GIVEN PROBLEM
Please convert the records below into a Markdown table with two columns, Row and Line, giving each line its own numbered row and leaving out any blank lines.

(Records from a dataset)

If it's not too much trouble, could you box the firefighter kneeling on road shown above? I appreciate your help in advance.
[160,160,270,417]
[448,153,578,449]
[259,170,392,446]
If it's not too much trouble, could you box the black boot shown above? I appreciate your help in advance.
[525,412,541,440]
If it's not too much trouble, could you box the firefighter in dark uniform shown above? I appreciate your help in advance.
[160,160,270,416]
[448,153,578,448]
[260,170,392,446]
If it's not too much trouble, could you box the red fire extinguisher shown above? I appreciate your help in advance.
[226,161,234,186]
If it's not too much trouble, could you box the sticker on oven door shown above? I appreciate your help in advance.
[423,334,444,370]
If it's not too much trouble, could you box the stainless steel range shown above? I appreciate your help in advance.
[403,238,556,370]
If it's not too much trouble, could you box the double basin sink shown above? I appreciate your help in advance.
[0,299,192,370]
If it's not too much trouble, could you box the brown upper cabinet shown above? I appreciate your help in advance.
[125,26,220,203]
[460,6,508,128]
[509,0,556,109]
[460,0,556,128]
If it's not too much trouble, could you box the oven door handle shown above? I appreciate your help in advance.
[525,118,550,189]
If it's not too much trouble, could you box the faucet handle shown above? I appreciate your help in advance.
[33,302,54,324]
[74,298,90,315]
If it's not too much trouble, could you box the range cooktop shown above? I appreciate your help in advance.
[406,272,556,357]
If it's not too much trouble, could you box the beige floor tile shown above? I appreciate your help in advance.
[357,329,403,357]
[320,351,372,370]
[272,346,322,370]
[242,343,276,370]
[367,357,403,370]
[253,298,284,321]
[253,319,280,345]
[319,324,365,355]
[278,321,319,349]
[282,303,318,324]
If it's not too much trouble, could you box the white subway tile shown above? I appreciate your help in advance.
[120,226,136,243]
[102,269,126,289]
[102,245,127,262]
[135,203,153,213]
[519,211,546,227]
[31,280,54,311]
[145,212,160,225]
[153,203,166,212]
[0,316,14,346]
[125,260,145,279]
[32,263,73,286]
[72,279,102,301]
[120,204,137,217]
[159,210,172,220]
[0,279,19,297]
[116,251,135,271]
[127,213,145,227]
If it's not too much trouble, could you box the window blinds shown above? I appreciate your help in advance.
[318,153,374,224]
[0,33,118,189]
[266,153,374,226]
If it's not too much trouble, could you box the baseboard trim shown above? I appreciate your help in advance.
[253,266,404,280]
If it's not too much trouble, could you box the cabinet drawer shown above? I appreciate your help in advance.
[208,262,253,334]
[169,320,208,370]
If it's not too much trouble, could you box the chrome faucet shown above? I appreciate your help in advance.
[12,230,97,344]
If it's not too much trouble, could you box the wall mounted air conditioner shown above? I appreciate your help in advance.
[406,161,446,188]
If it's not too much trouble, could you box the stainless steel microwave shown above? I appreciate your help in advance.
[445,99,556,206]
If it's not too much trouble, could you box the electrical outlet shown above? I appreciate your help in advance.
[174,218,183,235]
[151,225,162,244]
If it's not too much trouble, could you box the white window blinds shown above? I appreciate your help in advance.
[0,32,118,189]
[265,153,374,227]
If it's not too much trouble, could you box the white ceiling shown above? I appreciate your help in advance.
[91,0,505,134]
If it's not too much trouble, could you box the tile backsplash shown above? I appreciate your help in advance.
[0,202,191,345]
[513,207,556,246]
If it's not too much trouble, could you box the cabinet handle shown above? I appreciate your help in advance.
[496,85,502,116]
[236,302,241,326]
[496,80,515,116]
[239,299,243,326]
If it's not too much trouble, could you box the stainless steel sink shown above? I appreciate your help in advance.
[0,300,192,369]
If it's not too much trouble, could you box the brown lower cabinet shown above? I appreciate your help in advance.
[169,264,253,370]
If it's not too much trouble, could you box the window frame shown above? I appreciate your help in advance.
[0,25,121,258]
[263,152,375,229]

SOLVED EXERCISE
| Row | Line |
|---|---|
| 1 | If it's not too much trouble, could you box the firefighter kneeling on road shown above? I appreciate your help in advance. |
| 2 | [160,160,270,417] |
| 3 | [448,153,578,449] |
| 4 | [259,170,392,446] |
| 5 | If it's not too much trouble, could you box the black boot shown above? I appreciate your help in advance. |
| 6 | [525,412,541,440] |
| 7 | If it's not too much trouble, could you box the firefighter in dark uniform shown above? I appreciate your help in advance. |
| 8 | [160,160,270,416] |
| 9 | [448,153,578,448] |
| 10 | [260,170,392,446] |
| 11 | If it's not too much trouble, could you box the red fire extinguisher shown above? I appreciate your help in advance. |
| 12 | [226,161,234,186] |
| 13 | If it's not too much trouble, could you box the sticker on oven door shown above? I appreciate your help in advance. |
| 14 | [423,334,444,370] |
| 15 | If it's not too much trouble, could you box the stainless steel range shown above? I appreciate your help in advance. |
| 16 | [403,238,556,370] |
| 17 | If it's not too much trouble, could you box the double basin sink shown above? I appreciate your help in advance. |
| 18 | [0,299,192,370] |
| 19 | If it's not too much trouble, could you box the brown upper cabinet shown above? I appreciate your help in advance. |
| 20 | [125,26,220,203] |
| 21 | [460,6,508,128] |
| 22 | [509,0,556,109] |
| 23 | [460,0,556,128] |
| 24 | If it's not too much trouble, could you box the oven door handle shown above? I appreciate your help in advance. |
| 25 | [525,118,550,189] |
| 26 | If it's not too much trouble, could you box the faucet handle shown above? I appreciate your help in advance. |
| 27 | [33,302,54,324] |
| 28 | [74,298,90,315] |
| 29 | If it's not too much trouble, could you box the range cooktop shown above? I appreciate your help in advance. |
| 30 | [406,272,556,357] |
| 31 | If it's not too much trouble, could you box the beige floor tile shown above? I appreciate your help in advance. |
| 32 | [357,329,403,357] |
| 33 | [320,351,372,370] |
| 34 | [272,346,322,370] |
| 35 | [242,343,276,370] |
| 36 | [367,357,403,370] |
| 37 | [253,298,284,321] |
| 38 | [253,319,280,345] |
| 39 | [319,324,365,355] |
| 40 | [278,321,319,349] |
| 41 | [282,303,318,324] |
| 42 | If it's not too much trouble, could you box the white subway tile shown above? I appreciate your help in advance. |
| 43 | [120,226,136,243] |
| 44 | [102,269,126,289] |
| 45 | [102,245,127,262] |
| 46 | [135,203,153,213] |
| 47 | [519,211,546,227] |
| 48 | [31,280,54,311] |
| 49 | [145,212,160,225] |
| 50 | [153,203,166,212] |
| 51 | [0,316,14,346] |
| 52 | [125,260,145,279] |
| 53 | [32,263,73,286] |
| 54 | [72,279,102,301] |
| 55 | [120,204,137,217] |
| 56 | [159,210,172,220] |
| 57 | [0,279,19,297] |
| 58 | [116,251,135,271] |
| 59 | [127,213,145,227] |
| 60 | If it's not too much trouble, could you box the window blinds shown above? I appreciate your help in advance. |
| 61 | [318,153,374,224] |
| 62 | [0,33,118,189] |
| 63 | [266,153,374,226] |
| 64 | If it's not too much trouble, could you box the baseboard trim shown above? I appreciate your help in advance. |
| 65 | [253,266,404,280] |
| 66 | If it's not too much trouble, could you box the cabinet drawer shown above? I appreciate your help in advance. |
| 67 | [208,262,253,334] |
| 68 | [169,320,208,370] |
| 69 | If it's not too much trouble, could you box the chrome faucet shown above? I appreciate your help in advance. |
| 70 | [12,230,97,344] |
| 71 | If it's not too much trouble, could you box the wall mounted air conditioner shown above? I appreciate your help in advance. |
| 72 | [406,161,446,188] |
| 73 | If it's not too much trouble, could you box the stainless steel microwave shown above? I appreciate your help in advance. |
| 74 | [445,99,556,206] |
| 75 | If it's not too much trouble, could you box the electrical outlet shown above? I appreciate your help in advance. |
| 76 | [174,218,183,235] |
| 77 | [151,225,162,244] |
| 78 | If it's not too much trouble, could you box the white window blinds shown above? I appreciate your help in advance. |
| 79 | [0,32,118,189] |
| 80 | [265,153,374,227] |
| 81 | If it's not too much trouble, could you box the white ceiling shown above? I appreciate your help in advance. |
| 82 | [91,0,505,134] |
| 83 | If it's not too much trouble, could you box the tile backsplash shown above? I appreciate your help in advance. |
| 84 | [0,202,191,345] |
| 85 | [513,207,556,246] |
| 86 | If it's not too much trouble, could you box the cabinet handle shown above? I appreciate your help in advance. |
| 87 | [496,85,502,116] |
| 88 | [236,302,241,326] |
| 89 | [496,80,515,116] |
| 90 | [239,299,243,326] |
| 91 | If it's not too much trouble, could you box the stainless steel sink shown above? I appreciate your help in advance. |
| 92 | [0,300,192,369] |
| 93 | If it's not too much trouble, could you box the brown lower cabinet shown above? I appreciate your help in advance. |
| 94 | [169,264,253,370] |
| 95 | If it's not too much trouble, could you box the window frame shown above? I appreciate your help in advance. |
| 96 | [0,25,121,258] |
| 97 | [263,152,375,229] |